TASK SET:
a. In the Russian War Relief map text, how many Russians escaped the Nazis in 1941 by fleeing their homes?
b. List every cause of civilian death named in the Russian War Relief map text.
c. From the Russian War Relief map text, give again everything from "Probably one of" down to "advances in Europe.".
SELECTED PASSAGE Block Start
Probably one of the more interesting 'propaganda maps' of the war (and there were plenty), this one was issued by Russian War Relief to 'visualize the almost inconceivable extent of the need for American aid to the people of the Soviet Union'.
Designed by one E. Means, the map imagines an Operation Barbarossa-style invasion of the United States. In the poster, the Germans have invaded the United States from the east, with the names of Soviet cities shown next to American ones to illustrate the extent of real German advances in Europe.
Text at the bottom reads in full:
Russian War Relief, Inc. 11 E. 35th St., New York City, presents this map to help Americans to visualize the almost inconceivable extent of the need for American aid to the people of the Soviet Union. From the vast invaded area of the USSR, here shown superimposed on a map of the United States, 38,000,000 Russians escaped the Nazis in 1941 by fleeing their homes. Strafed by dive bombers and machine-gunning “hedge-hoppers,” they fled across their country before the invaders while their Red Army fought and fell back – fought and fell back.
In terms of the map of America, 38,000,000 persons walked and rode across more than half the United States. They left behind them – besides their homes – the lands which fed them, the mines which fed their factories, their clothing, their hospitals, their schools, their nurseries – in short, their lives. In the land to which they went there was almost none of these things. They built new factories first, ploughed the land second. Now they are building new homes.
Some of the survivors now are returning to homes recaptured by the Red Army. They return to almost utter desolation. They, too, need help. Ten million have died in the fight that is theirs and ours. The Red Army has lost almost as many men, in killed and wounded, as are now in all the American armed forces! Civilians have died – by millions – of malnutrition, cold, exhaustion, disease – and of the Nazi hangman’s noose and the bullets of Nazi firing squads. Hundreds of thousands of Soviet homes are sheltering the war’s orphans.
Look at the map. Imagine the tragedy to you and your family if an invader had ravaged America throughout all that shaded territory on our Atlantic seaboard, westward all the way to St. Louis and Tulsa. Because the equivalent of that tragedy has happened to millions of our Soviet allies, Russian War Relief, Inc., asks all Americans to help keep relief ships sailing.
On this map is shown the vastness of the war effort of our Soviet Allies. The map of the western half of the Soviet Union has been placed (in reverse) upon the map of the United States. The shadings show:
[Brown] A map of that part of the Soviet Union occupied by the Nazis at the peak of the invasion. (The map of the Soviet Union is reversed to compare the industrial west of Russia with the similar eastern area of the United States.)
[Orange] Giant industrial and agricultural communities moved from invaded regions… equivalent to a transfer of the mills and factories of all eastern America to the Rockies.
Soviet cities are in only approximately correct relation to each other, the object being to show their relation to comparable America Cities.
SELECTED PASSAGE Block End
INFORMATION GIVEN Block Start
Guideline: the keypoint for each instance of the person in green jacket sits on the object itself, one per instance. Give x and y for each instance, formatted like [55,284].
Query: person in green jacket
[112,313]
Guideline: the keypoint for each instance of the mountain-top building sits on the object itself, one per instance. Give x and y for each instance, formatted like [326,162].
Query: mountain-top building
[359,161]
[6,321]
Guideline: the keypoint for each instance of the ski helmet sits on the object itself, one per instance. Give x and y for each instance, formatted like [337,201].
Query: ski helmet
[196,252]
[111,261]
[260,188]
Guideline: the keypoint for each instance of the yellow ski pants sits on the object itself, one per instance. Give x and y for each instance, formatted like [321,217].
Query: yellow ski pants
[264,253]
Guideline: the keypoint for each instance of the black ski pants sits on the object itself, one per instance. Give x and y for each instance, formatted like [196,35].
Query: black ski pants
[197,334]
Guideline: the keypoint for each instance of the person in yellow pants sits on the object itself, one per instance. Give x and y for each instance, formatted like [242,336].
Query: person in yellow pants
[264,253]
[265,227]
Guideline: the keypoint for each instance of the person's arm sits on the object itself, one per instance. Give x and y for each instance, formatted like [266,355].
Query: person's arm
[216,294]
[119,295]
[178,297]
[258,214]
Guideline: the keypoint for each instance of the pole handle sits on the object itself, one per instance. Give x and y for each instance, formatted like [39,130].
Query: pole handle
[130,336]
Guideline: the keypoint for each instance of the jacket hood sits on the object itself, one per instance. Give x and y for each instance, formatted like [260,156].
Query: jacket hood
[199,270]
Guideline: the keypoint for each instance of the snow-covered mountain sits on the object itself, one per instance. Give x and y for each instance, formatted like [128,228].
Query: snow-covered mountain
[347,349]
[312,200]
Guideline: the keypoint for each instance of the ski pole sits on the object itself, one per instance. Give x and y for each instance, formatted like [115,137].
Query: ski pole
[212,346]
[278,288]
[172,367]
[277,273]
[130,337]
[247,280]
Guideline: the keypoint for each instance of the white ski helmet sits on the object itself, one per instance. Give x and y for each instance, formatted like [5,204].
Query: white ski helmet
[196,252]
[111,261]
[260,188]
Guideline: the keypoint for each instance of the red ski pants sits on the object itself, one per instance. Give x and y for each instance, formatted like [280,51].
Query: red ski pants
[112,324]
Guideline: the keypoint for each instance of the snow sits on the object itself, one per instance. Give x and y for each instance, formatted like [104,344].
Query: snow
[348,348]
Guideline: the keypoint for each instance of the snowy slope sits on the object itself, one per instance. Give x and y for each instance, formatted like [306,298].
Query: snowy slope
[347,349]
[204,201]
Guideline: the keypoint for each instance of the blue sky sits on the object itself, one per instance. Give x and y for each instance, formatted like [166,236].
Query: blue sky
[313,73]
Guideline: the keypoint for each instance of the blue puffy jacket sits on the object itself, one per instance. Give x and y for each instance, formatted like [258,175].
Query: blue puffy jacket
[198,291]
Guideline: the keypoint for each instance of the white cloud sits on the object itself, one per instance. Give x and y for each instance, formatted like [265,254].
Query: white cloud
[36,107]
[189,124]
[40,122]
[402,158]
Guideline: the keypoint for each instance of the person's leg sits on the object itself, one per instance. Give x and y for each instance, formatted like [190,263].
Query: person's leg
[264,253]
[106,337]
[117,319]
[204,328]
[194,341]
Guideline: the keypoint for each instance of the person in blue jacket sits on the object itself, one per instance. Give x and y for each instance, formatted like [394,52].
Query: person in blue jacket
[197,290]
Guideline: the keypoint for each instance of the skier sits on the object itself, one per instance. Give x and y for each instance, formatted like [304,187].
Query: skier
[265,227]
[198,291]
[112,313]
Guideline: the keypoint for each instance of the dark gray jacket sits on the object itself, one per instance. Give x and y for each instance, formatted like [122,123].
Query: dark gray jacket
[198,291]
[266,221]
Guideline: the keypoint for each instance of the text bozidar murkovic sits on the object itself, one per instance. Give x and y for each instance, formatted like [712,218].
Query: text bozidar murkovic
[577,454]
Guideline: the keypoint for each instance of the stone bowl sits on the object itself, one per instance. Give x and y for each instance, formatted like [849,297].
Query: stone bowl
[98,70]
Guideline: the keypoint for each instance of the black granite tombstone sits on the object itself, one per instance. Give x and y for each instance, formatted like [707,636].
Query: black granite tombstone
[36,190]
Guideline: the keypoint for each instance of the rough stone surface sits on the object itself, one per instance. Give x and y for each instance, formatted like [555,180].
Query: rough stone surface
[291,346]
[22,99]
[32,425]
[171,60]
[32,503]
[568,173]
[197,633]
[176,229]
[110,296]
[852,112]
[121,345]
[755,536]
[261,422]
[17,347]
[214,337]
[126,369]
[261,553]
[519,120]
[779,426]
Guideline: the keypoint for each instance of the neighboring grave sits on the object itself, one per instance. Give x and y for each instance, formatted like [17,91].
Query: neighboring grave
INFORMATION GIVEN Block End
SOLVED PROBLEMS:
a. 38,000,000

b. Malnutrition, cold, exhaustion, disease, the Nazi hangman's noose, and the bullets of Nazi firing squads.

c.
Probably one of the more interesting 'propaganda maps' of the war (and there were plenty), this one was issued by Russian War Relief to 'visualize the almost inconceivable extent of the need for American aid to the people of the Soviet Union'.
Designed by one E. Means, the map imagines an Operation Barbarossa-style invasion of the United States. In the poster, the Germans have invaded the United States from the east, with the names of Soviet cities shown next to American ones to illustrate the extent of real German advances in Europe.